**Testo in esame:**
.....

XV. Dear migrants, noi avremmo un Patto
È arrivato il nuovo piano per immigrazione e asilo della Commissione Ue. Ma come impatterà sulla rotta balcanica? Scopriamolo e ascoltiamo il racconto di Chiara Catelli, volontaria proprio lì nel 2017
Ciao,
bentornata o bentornato anche oggi a BarBalcani, la newsletter che dà voce alle storie dai Balcani occidentali alla vigilia dei 30 anni dall’inizio delle guerre nell’ex-Jugoslavia.
Prima di partire volevo dirti una cosa.
Guardati attorno.
Anche se ti sembra di essere da solo, siamo ormai in 300 in questo viaggio!
Stavolta il tasto per condividere BarBalcani te lo lascio qui, proprio all’inizio:
Dai, che se ciascuno di noi invita anche una sola persona, presto diventiamo tanti quanti i cavalieri di Rohan ne Il Signore degli Anelli!
Va bene, dopo questa digressione discutibile, torniamo seri.
Oggi parleremo della nuova proposta della Commissione Europea: il Patto per l’immigrazione e asilo.
O meglio, cercheremo di capire come potrebbe influire sul flusso di migranti che percorre i Balcani.
Se hai buona memoria, ti ricorderai che all’inizio di questo viaggio ci siamo già raccontati qualcosa sulla rotta balcanica. Era la 3ª tappa. Se vuoi, puoi recuperarla qui: “In Croazia l'Europa ha un problema con #BlackLivesMatter”.
Avevamo tracciato la storia degli ultimi 5 anni e le violenze della polizia croata al confine con Serbia e Bosnia ed Erzegovina.
Oggi facciamo un passo in più.
Con gli ultimi sviluppi, le prospettive future e nuove storie dal fronte.
Un Patto o forse mai più
Partiamo dalle basi. Con l’aiuto di menti e mani esperte, riassumeremo ora i punti salienti del nuovo Patto.
Se però volessi farti un’idea tua, cosa sempre buona e giusta, qui trovi tutti i documenti per passare un bel paio di pomeriggi in compagnia della Commissione.
Ti risparmio tutte le polemiche, che come puoi immaginare sono tante e desolanti (nel caso non potessi farne a meno, te le ho riassunte in un articolo per Eunews.it).
Ma ora concentriamoci e capiamo meglio di cosa stiamo parlando.

.....

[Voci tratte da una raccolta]
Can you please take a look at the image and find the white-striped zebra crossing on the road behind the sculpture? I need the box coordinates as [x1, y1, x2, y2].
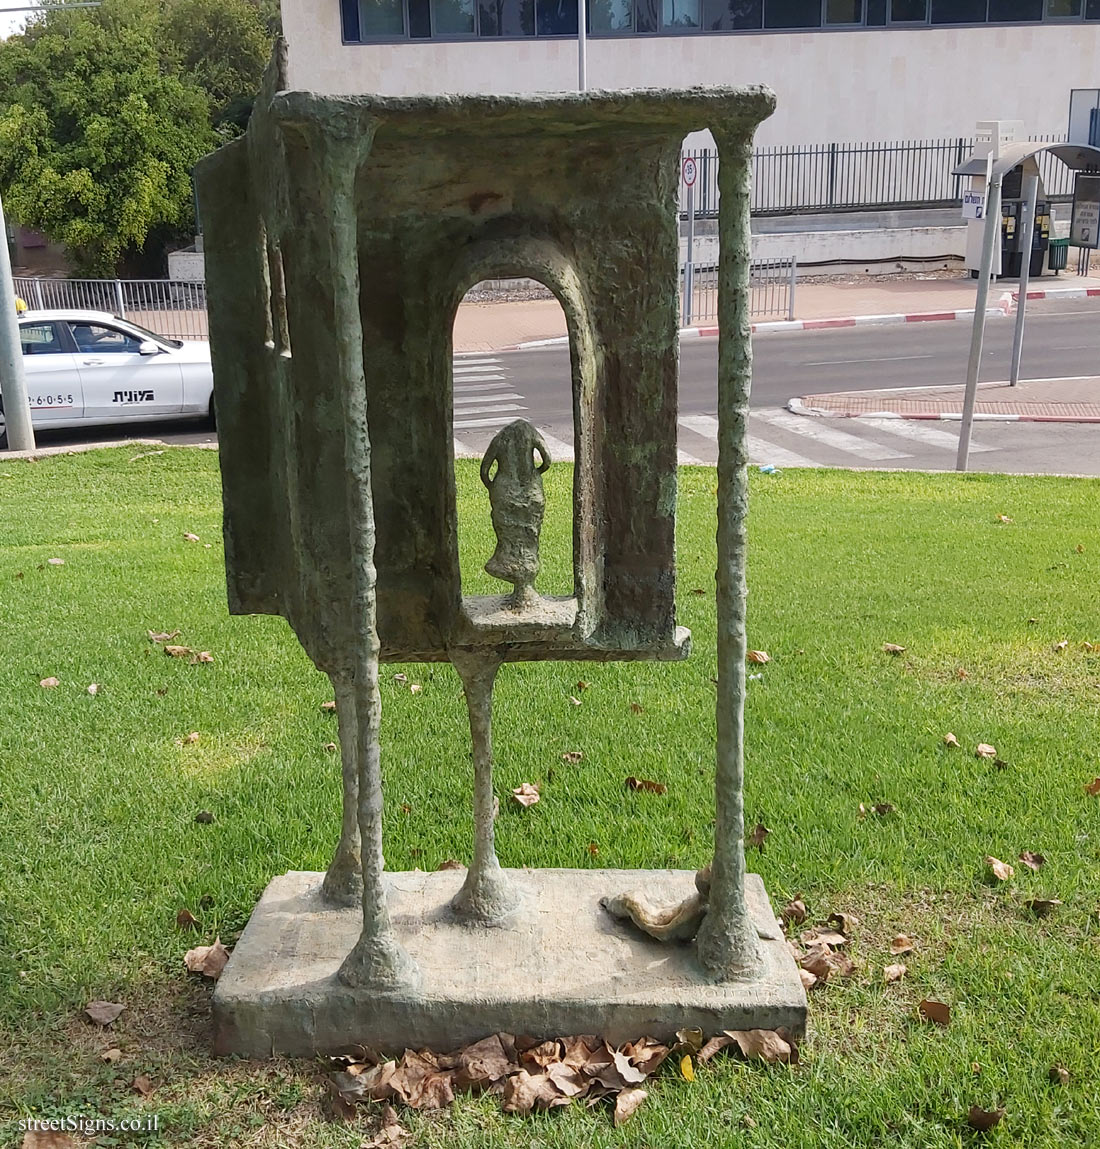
[441, 354, 997, 469]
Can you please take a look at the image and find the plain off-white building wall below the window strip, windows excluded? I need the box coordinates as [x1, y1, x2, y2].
[283, 10, 1100, 144]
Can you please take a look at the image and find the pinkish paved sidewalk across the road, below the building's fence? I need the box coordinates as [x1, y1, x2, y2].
[454, 272, 1100, 354]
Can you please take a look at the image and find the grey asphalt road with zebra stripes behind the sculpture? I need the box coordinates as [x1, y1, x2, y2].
[25, 300, 1100, 475]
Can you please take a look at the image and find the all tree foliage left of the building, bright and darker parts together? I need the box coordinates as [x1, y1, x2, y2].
[0, 0, 270, 275]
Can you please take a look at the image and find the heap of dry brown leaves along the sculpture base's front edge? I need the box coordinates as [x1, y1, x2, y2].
[329, 1030, 798, 1125]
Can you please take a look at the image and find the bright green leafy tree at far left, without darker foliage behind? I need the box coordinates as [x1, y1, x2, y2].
[0, 0, 216, 275]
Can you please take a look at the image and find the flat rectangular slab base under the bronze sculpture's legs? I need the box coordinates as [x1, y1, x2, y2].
[214, 870, 806, 1057]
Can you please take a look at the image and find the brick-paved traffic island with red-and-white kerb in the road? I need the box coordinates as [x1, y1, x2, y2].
[787, 376, 1100, 423]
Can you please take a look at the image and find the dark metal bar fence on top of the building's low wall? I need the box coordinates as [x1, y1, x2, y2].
[680, 134, 1074, 217]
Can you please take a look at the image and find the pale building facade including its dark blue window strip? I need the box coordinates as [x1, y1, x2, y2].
[283, 0, 1100, 145]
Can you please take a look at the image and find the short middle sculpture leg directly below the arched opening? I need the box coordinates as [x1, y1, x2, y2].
[451, 650, 520, 925]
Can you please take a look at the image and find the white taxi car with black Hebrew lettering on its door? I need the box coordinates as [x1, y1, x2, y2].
[0, 309, 214, 447]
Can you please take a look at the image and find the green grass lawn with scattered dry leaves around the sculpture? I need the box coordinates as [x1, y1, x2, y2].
[0, 448, 1100, 1149]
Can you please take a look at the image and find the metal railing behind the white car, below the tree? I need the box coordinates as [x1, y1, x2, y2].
[15, 277, 207, 339]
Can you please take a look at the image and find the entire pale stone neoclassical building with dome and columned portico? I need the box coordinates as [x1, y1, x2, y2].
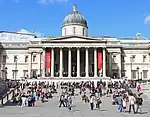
[0, 6, 150, 80]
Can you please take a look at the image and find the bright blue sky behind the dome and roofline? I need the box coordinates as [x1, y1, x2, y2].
[0, 0, 150, 38]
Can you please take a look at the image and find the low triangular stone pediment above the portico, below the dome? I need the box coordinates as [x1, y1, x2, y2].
[42, 36, 105, 42]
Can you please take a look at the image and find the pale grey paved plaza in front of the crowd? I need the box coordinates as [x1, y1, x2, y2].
[0, 89, 150, 117]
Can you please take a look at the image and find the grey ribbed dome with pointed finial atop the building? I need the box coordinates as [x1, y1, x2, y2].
[63, 5, 87, 27]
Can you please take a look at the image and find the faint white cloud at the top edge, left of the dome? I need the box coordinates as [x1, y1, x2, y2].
[39, 0, 69, 4]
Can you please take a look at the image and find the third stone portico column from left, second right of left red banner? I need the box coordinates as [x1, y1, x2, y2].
[59, 48, 63, 78]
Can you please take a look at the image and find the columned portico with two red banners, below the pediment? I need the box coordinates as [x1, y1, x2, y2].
[43, 47, 106, 78]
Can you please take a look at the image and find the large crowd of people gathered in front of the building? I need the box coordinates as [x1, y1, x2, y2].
[1, 81, 143, 113]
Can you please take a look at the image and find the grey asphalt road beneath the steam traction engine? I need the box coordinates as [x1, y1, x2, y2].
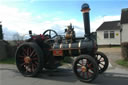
[0, 65, 128, 85]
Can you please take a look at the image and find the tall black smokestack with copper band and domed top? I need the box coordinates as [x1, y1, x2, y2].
[81, 3, 90, 36]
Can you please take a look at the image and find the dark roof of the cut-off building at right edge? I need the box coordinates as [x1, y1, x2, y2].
[121, 8, 128, 24]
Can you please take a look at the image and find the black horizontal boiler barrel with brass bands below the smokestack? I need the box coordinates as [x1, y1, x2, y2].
[53, 40, 94, 56]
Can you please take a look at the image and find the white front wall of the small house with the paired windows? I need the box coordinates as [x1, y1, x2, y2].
[97, 30, 120, 45]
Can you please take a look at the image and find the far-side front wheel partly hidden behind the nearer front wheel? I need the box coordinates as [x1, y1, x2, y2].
[96, 52, 109, 74]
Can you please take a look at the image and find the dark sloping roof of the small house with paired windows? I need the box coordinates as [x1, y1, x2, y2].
[96, 21, 121, 31]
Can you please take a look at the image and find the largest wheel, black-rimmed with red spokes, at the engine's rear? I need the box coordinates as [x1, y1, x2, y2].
[15, 43, 43, 77]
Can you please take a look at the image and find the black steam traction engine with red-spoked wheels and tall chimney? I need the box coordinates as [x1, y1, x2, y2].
[15, 3, 108, 82]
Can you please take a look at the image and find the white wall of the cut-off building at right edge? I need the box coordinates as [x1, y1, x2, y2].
[122, 24, 128, 42]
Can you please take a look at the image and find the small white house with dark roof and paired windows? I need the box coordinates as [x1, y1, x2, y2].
[96, 21, 121, 45]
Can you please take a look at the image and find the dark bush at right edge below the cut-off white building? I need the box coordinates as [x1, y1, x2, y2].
[121, 42, 128, 60]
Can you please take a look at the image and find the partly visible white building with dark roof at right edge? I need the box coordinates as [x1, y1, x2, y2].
[121, 8, 128, 42]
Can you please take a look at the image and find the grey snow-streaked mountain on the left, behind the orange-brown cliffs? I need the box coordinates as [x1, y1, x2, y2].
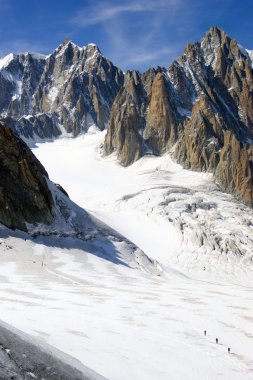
[0, 40, 124, 140]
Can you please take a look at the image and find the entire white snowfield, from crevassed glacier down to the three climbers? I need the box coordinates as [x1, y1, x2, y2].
[0, 128, 253, 380]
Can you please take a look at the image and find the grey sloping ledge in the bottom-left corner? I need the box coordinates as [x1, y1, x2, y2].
[0, 322, 106, 380]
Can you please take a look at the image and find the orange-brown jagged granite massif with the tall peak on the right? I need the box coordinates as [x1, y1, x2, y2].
[104, 27, 253, 205]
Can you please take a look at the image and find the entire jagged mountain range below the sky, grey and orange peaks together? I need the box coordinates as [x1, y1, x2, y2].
[0, 27, 253, 206]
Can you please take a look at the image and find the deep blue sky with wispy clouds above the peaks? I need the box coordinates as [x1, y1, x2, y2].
[0, 0, 253, 71]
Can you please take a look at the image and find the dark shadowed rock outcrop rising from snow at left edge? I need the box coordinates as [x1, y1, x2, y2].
[0, 123, 53, 231]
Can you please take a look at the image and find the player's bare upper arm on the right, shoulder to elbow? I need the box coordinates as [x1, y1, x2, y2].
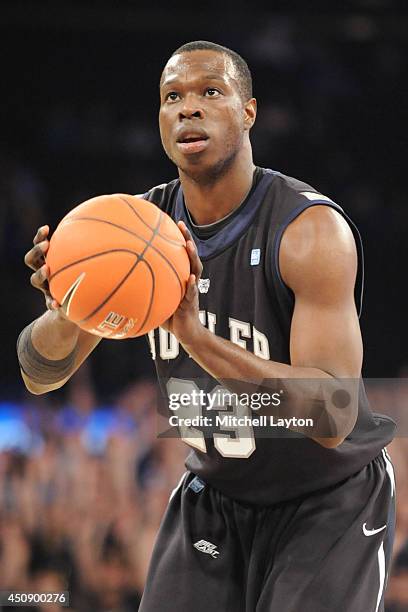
[279, 206, 363, 378]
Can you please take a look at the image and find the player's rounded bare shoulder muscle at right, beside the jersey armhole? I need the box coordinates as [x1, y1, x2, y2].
[279, 205, 357, 298]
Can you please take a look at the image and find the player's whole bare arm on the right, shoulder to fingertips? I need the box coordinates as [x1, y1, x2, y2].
[169, 206, 362, 448]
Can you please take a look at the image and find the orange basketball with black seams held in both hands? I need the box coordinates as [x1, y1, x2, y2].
[47, 193, 190, 339]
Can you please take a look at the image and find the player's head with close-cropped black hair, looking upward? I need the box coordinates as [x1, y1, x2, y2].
[159, 41, 256, 183]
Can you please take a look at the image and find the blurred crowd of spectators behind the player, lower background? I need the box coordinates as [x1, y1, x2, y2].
[0, 376, 408, 612]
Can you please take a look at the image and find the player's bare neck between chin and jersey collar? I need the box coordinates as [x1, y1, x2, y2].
[179, 141, 255, 225]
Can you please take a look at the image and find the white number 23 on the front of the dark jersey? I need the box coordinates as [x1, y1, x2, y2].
[166, 378, 255, 459]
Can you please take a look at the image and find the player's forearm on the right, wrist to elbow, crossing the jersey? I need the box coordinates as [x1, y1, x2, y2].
[183, 327, 358, 447]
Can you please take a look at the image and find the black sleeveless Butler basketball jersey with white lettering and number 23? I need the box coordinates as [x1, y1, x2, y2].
[143, 168, 395, 505]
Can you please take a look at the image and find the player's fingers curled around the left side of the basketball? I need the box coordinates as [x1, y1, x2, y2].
[24, 225, 61, 312]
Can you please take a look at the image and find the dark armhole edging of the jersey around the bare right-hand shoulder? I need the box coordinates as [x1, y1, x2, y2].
[272, 198, 364, 318]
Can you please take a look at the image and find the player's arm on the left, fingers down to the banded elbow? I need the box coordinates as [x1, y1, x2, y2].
[18, 226, 101, 395]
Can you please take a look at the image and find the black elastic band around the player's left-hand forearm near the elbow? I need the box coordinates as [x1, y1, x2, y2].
[17, 321, 78, 385]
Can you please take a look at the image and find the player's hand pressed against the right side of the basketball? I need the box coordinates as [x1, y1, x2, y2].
[162, 221, 203, 345]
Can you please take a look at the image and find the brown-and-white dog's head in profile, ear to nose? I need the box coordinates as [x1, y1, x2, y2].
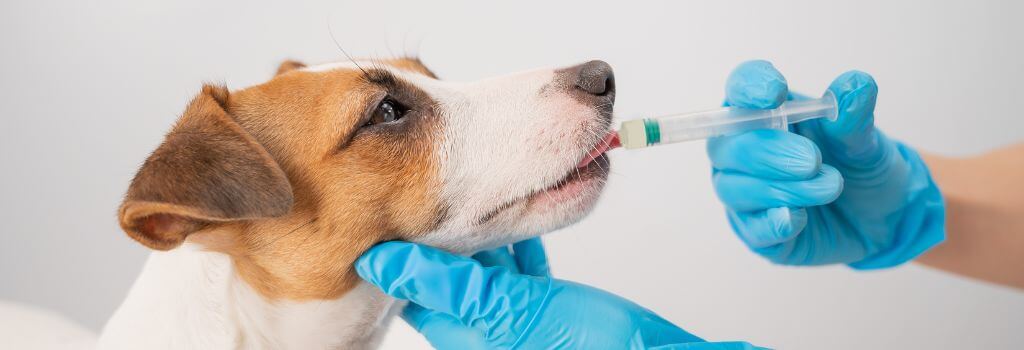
[119, 59, 615, 299]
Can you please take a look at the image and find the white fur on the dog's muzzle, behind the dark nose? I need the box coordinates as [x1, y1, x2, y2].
[398, 70, 606, 253]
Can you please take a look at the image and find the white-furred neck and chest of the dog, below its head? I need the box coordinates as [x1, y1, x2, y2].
[99, 244, 393, 349]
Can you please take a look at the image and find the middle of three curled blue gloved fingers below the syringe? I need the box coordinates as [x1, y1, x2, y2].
[713, 164, 843, 212]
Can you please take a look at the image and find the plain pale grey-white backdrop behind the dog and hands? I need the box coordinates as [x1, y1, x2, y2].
[0, 0, 1024, 349]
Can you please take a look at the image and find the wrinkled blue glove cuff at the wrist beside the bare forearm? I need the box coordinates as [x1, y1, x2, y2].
[849, 141, 946, 270]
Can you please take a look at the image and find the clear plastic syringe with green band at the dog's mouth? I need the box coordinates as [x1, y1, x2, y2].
[618, 91, 839, 149]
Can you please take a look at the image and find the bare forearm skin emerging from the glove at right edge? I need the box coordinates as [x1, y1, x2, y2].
[916, 143, 1024, 289]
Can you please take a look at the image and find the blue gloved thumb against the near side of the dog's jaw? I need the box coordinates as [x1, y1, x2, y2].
[355, 242, 547, 326]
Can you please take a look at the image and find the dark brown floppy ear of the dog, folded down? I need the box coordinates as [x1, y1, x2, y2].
[119, 85, 293, 250]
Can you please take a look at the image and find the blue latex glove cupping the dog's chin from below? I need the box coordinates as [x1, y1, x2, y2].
[355, 238, 754, 350]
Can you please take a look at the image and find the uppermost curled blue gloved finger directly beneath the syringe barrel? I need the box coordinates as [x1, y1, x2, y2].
[707, 129, 821, 180]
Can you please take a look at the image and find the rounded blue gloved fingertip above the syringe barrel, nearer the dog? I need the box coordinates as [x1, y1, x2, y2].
[725, 60, 790, 110]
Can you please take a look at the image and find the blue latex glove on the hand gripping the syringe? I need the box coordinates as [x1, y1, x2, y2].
[708, 60, 945, 269]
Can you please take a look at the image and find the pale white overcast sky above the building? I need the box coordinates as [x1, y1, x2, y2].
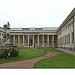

.....

**Consegna:**
Secondo la newsletter BarBalcani, quante persone partecipano ormai al viaggio?

**Risposta finale:**
Sono ormai 300.